## Supplied entries
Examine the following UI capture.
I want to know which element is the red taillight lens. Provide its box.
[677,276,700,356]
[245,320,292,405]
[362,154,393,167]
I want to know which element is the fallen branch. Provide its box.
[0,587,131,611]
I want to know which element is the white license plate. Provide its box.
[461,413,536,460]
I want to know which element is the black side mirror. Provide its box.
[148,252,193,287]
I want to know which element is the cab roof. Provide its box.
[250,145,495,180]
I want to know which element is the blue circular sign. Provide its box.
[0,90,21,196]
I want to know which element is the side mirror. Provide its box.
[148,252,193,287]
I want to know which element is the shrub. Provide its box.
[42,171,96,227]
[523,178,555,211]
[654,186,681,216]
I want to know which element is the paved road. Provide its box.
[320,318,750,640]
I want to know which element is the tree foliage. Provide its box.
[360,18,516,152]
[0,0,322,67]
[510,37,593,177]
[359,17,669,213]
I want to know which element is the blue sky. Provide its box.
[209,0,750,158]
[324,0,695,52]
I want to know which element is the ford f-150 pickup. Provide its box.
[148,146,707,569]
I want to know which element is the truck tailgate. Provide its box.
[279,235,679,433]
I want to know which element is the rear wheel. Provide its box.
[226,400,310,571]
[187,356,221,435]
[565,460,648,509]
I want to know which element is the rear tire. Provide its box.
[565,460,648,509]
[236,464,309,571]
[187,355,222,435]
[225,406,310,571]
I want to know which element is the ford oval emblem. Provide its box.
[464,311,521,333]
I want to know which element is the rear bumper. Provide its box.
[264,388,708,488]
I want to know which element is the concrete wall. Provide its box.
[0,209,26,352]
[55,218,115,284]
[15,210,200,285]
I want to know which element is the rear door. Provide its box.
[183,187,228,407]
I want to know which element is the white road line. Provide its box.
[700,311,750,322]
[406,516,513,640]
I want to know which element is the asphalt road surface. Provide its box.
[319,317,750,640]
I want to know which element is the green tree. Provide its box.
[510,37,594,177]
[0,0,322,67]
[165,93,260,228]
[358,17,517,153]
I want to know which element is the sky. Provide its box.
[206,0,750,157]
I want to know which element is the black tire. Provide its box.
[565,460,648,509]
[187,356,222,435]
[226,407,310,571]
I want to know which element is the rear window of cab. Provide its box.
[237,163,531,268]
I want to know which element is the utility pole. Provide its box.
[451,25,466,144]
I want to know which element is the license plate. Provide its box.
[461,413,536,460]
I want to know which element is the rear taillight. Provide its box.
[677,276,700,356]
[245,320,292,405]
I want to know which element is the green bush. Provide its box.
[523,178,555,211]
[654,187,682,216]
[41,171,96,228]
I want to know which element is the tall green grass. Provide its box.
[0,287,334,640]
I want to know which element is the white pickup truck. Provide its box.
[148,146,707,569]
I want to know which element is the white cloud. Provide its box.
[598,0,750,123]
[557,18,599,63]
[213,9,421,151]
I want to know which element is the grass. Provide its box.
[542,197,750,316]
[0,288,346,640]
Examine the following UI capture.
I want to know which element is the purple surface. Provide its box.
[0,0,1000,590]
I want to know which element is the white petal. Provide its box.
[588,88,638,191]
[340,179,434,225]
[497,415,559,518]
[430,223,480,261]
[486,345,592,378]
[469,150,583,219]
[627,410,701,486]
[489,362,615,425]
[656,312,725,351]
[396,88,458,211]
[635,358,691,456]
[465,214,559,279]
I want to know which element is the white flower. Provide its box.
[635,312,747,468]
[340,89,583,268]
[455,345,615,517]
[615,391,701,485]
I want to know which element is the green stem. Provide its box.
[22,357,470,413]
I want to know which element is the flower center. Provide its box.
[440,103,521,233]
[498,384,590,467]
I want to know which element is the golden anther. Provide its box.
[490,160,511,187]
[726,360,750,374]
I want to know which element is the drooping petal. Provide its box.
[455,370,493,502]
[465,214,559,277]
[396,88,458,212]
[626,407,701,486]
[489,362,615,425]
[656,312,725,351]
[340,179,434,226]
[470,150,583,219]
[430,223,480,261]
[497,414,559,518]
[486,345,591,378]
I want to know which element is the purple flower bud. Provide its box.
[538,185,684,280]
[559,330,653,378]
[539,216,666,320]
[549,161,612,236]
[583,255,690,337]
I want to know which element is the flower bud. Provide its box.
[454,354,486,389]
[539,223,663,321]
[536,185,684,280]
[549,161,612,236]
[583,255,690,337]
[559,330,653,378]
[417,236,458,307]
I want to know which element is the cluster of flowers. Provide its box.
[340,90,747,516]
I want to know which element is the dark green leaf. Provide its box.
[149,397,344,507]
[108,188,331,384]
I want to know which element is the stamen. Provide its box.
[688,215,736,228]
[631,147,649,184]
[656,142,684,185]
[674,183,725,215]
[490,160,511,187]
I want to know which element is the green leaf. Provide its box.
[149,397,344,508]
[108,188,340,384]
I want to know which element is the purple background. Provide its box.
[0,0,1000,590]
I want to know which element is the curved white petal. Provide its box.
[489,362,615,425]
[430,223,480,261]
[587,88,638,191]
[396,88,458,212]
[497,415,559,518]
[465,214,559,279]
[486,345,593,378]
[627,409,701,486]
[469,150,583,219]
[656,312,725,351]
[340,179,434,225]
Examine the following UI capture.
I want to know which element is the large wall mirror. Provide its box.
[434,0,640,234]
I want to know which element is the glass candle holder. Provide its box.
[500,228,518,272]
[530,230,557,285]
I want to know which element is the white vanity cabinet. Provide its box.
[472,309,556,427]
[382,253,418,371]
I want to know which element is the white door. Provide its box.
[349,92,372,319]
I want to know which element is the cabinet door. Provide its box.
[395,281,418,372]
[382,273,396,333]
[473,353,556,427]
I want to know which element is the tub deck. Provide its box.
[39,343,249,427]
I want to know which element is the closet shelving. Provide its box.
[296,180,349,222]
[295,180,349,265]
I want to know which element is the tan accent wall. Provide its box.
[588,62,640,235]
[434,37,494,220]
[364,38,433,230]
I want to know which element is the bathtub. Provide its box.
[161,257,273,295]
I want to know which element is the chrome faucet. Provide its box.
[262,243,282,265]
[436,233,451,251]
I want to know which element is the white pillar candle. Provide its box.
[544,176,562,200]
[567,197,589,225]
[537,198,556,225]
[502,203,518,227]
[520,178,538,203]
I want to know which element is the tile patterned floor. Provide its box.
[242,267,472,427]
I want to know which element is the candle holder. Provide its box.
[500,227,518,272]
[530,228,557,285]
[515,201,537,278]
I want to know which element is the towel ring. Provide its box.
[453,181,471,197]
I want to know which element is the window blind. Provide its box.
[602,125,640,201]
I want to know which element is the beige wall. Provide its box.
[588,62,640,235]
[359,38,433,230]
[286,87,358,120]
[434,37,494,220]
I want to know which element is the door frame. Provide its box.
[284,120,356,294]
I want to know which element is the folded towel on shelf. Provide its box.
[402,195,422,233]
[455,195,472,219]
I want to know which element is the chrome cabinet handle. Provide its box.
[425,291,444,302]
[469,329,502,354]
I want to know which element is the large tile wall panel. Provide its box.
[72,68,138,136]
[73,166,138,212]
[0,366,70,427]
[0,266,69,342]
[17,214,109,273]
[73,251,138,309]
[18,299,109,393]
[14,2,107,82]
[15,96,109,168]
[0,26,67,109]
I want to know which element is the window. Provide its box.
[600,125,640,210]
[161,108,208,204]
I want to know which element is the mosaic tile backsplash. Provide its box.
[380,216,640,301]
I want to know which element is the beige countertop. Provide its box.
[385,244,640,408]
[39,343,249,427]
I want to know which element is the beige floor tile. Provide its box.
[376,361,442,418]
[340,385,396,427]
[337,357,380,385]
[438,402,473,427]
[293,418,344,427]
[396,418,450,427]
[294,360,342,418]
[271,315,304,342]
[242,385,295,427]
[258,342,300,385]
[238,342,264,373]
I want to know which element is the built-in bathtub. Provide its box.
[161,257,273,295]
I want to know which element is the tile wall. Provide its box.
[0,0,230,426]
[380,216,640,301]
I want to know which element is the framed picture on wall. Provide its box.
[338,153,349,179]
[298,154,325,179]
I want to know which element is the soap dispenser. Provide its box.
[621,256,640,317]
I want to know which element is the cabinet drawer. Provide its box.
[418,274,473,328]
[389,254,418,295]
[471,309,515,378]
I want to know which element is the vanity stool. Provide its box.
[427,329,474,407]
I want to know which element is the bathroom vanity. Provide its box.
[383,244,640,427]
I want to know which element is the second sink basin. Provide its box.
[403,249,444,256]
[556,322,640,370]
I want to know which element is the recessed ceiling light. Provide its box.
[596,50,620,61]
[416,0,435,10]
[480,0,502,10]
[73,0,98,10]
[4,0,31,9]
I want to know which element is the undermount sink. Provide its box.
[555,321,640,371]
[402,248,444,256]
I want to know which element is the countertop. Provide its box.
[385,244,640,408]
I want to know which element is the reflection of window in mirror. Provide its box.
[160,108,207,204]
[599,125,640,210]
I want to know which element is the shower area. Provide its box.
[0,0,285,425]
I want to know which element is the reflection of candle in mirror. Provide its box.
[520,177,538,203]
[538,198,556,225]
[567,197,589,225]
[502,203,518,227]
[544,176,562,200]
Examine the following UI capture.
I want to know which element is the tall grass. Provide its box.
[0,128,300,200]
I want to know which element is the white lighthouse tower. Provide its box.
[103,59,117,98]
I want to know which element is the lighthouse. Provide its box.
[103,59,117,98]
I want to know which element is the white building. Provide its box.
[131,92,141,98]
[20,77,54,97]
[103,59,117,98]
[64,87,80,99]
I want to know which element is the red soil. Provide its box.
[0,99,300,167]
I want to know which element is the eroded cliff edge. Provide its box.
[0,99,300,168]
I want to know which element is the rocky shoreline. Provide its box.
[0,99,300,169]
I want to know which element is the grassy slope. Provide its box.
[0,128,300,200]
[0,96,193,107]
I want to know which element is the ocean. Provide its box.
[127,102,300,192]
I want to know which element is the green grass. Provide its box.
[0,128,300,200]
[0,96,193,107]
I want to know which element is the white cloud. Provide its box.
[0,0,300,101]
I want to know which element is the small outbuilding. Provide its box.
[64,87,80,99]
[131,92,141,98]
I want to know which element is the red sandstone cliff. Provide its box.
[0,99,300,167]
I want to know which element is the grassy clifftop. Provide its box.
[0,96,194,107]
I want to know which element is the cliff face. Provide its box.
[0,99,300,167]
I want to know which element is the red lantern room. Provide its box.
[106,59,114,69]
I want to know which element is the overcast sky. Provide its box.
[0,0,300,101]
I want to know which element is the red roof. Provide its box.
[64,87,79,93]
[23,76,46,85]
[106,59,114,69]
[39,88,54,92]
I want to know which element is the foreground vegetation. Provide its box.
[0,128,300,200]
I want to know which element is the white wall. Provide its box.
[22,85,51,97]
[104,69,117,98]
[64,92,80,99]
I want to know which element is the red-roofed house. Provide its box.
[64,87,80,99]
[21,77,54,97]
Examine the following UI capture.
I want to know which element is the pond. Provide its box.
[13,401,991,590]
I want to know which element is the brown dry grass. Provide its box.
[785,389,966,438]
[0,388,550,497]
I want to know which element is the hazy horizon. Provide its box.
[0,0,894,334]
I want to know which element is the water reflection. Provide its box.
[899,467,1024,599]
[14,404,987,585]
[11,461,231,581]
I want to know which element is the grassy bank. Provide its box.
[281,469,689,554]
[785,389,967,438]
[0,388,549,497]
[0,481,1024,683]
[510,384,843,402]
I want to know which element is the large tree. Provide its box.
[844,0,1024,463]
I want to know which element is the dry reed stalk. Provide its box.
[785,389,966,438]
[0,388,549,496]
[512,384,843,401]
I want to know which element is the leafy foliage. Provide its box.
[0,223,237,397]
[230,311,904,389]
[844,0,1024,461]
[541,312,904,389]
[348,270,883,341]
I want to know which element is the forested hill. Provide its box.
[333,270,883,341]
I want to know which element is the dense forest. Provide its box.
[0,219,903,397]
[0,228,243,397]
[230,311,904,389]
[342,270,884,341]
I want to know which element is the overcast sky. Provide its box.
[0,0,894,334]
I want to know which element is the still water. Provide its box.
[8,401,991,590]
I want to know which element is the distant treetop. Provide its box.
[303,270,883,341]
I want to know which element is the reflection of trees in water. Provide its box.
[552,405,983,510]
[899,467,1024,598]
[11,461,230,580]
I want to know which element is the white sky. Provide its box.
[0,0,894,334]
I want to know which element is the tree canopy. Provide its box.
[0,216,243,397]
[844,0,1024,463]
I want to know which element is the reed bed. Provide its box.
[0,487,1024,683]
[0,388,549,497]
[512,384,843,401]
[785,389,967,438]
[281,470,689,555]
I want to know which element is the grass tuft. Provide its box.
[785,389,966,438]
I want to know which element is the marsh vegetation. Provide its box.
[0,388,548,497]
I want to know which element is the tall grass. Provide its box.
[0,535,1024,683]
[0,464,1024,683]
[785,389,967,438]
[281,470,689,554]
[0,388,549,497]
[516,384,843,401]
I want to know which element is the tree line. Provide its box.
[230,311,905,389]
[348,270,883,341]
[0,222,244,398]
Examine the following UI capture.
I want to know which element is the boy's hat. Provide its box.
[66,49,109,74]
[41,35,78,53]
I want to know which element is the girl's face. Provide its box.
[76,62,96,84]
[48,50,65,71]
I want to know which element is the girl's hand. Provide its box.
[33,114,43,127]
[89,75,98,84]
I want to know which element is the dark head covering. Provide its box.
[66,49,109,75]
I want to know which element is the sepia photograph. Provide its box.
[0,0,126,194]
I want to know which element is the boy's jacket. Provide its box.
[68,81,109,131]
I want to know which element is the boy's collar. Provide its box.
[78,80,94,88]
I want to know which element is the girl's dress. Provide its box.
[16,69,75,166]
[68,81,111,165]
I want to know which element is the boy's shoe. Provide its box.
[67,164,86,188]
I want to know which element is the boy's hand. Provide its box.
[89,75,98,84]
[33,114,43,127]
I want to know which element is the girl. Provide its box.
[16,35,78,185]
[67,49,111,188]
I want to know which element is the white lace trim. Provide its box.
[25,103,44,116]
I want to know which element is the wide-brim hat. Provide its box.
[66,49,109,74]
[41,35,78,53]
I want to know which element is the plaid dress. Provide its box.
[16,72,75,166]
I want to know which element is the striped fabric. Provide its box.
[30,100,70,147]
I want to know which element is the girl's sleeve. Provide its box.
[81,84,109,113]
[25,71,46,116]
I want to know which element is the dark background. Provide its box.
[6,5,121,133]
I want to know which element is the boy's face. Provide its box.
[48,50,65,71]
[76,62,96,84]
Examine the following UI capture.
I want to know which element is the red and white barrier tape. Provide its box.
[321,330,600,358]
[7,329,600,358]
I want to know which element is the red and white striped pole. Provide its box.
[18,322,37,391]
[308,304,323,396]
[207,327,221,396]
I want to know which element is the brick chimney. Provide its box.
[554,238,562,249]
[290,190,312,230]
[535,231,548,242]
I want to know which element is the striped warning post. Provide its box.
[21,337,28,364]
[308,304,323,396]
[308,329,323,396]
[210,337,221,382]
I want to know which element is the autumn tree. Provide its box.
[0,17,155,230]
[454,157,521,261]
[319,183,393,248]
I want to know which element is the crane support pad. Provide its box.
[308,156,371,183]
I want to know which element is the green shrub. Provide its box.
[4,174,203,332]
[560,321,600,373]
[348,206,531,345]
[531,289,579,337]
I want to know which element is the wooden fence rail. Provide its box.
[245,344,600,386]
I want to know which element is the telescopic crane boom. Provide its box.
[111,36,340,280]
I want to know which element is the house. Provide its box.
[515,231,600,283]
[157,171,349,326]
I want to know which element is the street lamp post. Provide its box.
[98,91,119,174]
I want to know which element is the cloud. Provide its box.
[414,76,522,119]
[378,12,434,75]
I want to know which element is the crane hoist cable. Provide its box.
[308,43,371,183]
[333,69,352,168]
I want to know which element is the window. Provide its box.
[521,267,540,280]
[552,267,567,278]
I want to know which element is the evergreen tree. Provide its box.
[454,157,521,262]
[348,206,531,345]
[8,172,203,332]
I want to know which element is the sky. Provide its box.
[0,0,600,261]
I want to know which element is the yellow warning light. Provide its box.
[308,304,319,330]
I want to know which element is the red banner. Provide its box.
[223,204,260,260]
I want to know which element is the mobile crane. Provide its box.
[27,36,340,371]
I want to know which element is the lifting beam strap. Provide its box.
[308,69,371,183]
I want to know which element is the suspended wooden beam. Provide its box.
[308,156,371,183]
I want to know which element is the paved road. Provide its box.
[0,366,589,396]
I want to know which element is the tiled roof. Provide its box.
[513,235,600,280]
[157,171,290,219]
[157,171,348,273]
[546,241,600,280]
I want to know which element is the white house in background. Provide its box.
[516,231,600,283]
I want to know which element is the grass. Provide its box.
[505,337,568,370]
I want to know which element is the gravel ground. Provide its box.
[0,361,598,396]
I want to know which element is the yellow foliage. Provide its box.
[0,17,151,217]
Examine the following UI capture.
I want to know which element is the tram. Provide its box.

## Task to carry out
Reproduce the items from the line with "I want to know which element is the reflection of window" to the line with "[0,99,300,169]", renaming "lighthouse" to "beacon" and leaving every other character unchanged. Return only those lines.

## Final result
I want to know which element is the reflection of window in mirror. Provide its box.
[160,108,207,204]
[599,125,640,210]
I want to know which element is the shower area. Provide its box.
[0,0,285,425]
I want to know which element is the reflection of candle in mirror. Provide its box.
[520,177,538,203]
[538,198,556,225]
[567,197,589,225]
[502,203,518,227]
[544,176,562,200]
Examine the following UI capture.
I want to know which element is the tall grass. Provide its box.
[0,128,300,200]
I want to know which element is the white beacon tower. Provide its box.
[103,59,117,98]
I want to know which element is the beacon. Provide its box.
[103,59,117,98]
I want to know which element is the white building. Provide its box.
[131,92,141,98]
[20,77,54,97]
[103,59,117,98]
[64,87,80,99]
I want to know which element is the red soil. Provide its box.
[0,99,300,167]
I want to know which element is the eroded cliff edge. Provide its box.
[0,99,300,168]
I want to know which element is the rocky shoreline. Provide its box.
[0,99,300,169]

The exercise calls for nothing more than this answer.